- To do
Output the data word for word, dropping every image.
---
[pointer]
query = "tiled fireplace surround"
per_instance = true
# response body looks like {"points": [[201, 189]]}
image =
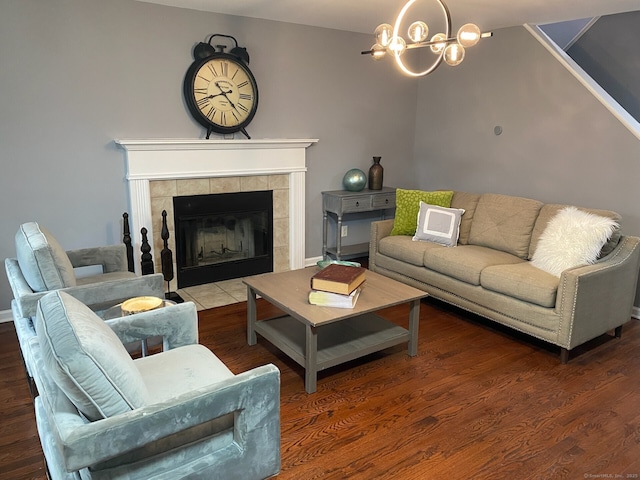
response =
{"points": [[158, 170]]}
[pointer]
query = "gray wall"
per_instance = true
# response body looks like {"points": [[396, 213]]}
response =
{"points": [[559, 144], [77, 74]]}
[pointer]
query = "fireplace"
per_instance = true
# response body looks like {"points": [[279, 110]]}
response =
{"points": [[157, 170], [223, 236]]}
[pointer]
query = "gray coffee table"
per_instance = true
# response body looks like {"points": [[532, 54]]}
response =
{"points": [[321, 337]]}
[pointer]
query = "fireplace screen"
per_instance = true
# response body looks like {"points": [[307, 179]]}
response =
{"points": [[223, 236]]}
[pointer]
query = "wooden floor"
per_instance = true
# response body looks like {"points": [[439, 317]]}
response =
{"points": [[477, 402]]}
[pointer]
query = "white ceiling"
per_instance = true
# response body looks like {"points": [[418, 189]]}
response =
{"points": [[364, 15]]}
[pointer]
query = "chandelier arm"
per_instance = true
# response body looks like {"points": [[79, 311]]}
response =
{"points": [[447, 33]]}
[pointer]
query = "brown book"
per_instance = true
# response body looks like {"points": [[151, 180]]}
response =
{"points": [[338, 278]]}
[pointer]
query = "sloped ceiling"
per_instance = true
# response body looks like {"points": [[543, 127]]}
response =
{"points": [[364, 15]]}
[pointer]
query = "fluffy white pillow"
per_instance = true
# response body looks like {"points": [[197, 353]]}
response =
{"points": [[572, 238], [438, 224]]}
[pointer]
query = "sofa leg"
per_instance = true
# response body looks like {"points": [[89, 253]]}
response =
{"points": [[618, 332]]}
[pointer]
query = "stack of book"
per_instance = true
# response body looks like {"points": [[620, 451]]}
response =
{"points": [[337, 286]]}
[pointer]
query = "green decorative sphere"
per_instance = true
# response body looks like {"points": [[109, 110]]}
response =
{"points": [[354, 180]]}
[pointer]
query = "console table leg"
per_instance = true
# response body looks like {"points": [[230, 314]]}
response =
{"points": [[252, 338], [311, 359], [414, 321]]}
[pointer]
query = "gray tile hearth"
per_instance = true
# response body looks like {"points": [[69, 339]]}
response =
{"points": [[216, 294]]}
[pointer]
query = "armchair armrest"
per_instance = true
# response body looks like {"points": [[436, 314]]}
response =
{"points": [[113, 258], [596, 298], [97, 295], [177, 324], [253, 396]]}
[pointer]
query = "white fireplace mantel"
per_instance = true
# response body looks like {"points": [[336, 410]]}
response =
{"points": [[165, 159]]}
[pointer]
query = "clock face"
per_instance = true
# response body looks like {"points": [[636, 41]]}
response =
{"points": [[221, 93]]}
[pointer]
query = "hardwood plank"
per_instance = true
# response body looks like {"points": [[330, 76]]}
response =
{"points": [[478, 401]]}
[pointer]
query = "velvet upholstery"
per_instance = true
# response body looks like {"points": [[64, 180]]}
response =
{"points": [[42, 259], [39, 253], [199, 420], [86, 358]]}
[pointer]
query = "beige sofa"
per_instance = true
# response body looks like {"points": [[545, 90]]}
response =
{"points": [[490, 273]]}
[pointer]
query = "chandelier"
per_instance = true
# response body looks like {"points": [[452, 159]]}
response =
{"points": [[442, 45]]}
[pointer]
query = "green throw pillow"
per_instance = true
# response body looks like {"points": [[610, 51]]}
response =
{"points": [[408, 206]]}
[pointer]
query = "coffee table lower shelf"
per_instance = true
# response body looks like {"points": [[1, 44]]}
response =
{"points": [[318, 348]]}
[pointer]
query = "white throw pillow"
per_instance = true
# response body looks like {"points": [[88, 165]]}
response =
{"points": [[572, 238], [438, 224]]}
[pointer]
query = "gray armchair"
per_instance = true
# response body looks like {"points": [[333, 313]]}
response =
{"points": [[177, 414], [42, 265]]}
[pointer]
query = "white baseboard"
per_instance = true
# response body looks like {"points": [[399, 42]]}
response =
{"points": [[5, 316]]}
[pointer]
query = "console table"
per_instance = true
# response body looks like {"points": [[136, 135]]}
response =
{"points": [[337, 204]]}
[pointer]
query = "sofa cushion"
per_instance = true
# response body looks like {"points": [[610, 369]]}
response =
{"points": [[467, 202], [572, 238], [402, 247], [438, 224], [505, 223], [43, 262], [86, 359], [408, 205], [466, 262], [548, 211], [522, 281]]}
---
- Answer
[pointer]
query = "tiled fireplace surround"
per_instance = true
# response body looks like {"points": [[201, 189]]}
image =
response =
{"points": [[158, 170]]}
[pointer]
query = "gray wall"
per_instance = true
# response body looks like {"points": [[396, 213]]}
response =
{"points": [[559, 144], [77, 74]]}
[pointer]
query = "fireplace"
per_instance = true
# response body looks like {"points": [[279, 110]]}
response =
{"points": [[157, 170], [223, 236]]}
[pointer]
query = "gray coffee table"
per_instance = true
# response body looks like {"points": [[532, 54]]}
response =
{"points": [[321, 337]]}
[pointer]
query = "fireplace screen"
per_instance = true
# response body looks like {"points": [[307, 179]]}
response =
{"points": [[223, 236]]}
[pointer]
query = "wooden floor"
per_instance = true
# response body looks like {"points": [[439, 317]]}
response =
{"points": [[477, 402]]}
[pointer]
query = "white ceiling"
per_instance = true
# response body looks like {"points": [[418, 189]]}
response =
{"points": [[364, 15]]}
[pointer]
query = "chandelier arm"
per_instance = true
# response body looks like {"points": [[79, 311]]}
response =
{"points": [[447, 33]]}
[pointer]
query = "brown book"
per_instance = true
# response body looks like {"points": [[151, 180]]}
response =
{"points": [[338, 278]]}
[pointer]
query = "sloped ceiling"
per_instance = true
# response body looks like {"points": [[543, 127]]}
response =
{"points": [[364, 15]]}
[pointer]
query = "fluffy white pillow"
per_instance = true
# response body looks like {"points": [[197, 353]]}
response =
{"points": [[572, 238], [438, 224]]}
[pointer]
query = "sofa leg"
per_instance = true
# response body looks like {"points": [[89, 253]]}
response =
{"points": [[618, 332]]}
[pointer]
query = "stack of book"
per_instance = true
# response body looks like {"points": [[620, 451]]}
response =
{"points": [[337, 286]]}
[pointer]
query = "green decorative sphere"
per_instance = true
# response body looks like {"points": [[109, 110]]}
response =
{"points": [[354, 180]]}
[pointer]
query = "console table leg"
per_instance = true
# response body looks like {"points": [[230, 314]]}
response =
{"points": [[252, 338], [311, 359], [414, 321]]}
[pointer]
query = "gray tile hearth"
per_instance = true
# response body looks like {"points": [[69, 339]]}
response =
{"points": [[216, 294]]}
[pointer]
query = "armchair armrest"
per_instance = true
# response body looks like {"points": [[436, 314]]}
response =
{"points": [[113, 258], [596, 298], [97, 295], [177, 324], [253, 396]]}
[pointer]
query = "white fireplace mantel"
per_instance = true
# response body looks like {"points": [[336, 410]]}
response =
{"points": [[165, 159]]}
[pointer]
query = "clock face"
per_instance = true
# response body looks like {"points": [[636, 41]]}
response =
{"points": [[221, 93]]}
[pointer]
query = "hardwood plank"
per_instance = true
# response body looks like {"points": [[330, 76]]}
response =
{"points": [[478, 401]]}
[pointer]
query = "velvet upholstery"
per_instance = true
# response body looks like {"points": [[64, 180]]}
response =
{"points": [[42, 259], [39, 253], [199, 420], [86, 358]]}
[pointer]
query = "beige sofa"
per_instance = true
# response body looks like {"points": [[545, 90]]}
response =
{"points": [[490, 273]]}
[pointer]
query = "chandelier"
per_instance = true
# response body looks like {"points": [[452, 159]]}
response =
{"points": [[442, 45]]}
[pointer]
query = "green throw pillow"
per_instance = true
# response body looks like {"points": [[610, 51]]}
response =
{"points": [[408, 206]]}
[pointer]
query = "coffee table lower shelf"
per_instance = true
# response body looks like {"points": [[1, 44]]}
response =
{"points": [[318, 348]]}
[pointer]
query = "white throw pillow"
per_instance = true
# response body looks like {"points": [[88, 165]]}
response =
{"points": [[572, 238], [438, 224]]}
[pointer]
query = "gray armchair"
per_instance = true
# response body looks like {"points": [[333, 313]]}
response =
{"points": [[177, 414], [42, 265]]}
[pointer]
query = "white baseboard"
per_instance = true
# response body looks like {"points": [[399, 42]]}
response =
{"points": [[5, 316]]}
[pointer]
query = "console table"
per_instance = true
# response body looks like {"points": [[136, 135]]}
response =
{"points": [[337, 204]]}
[pointer]
query = "sofa cushion"
per_instance = true
# response body looks like {"points": [[610, 369]]}
response =
{"points": [[467, 202], [572, 238], [402, 247], [438, 224], [505, 223], [43, 262], [86, 359], [408, 205], [466, 262], [548, 211], [522, 281]]}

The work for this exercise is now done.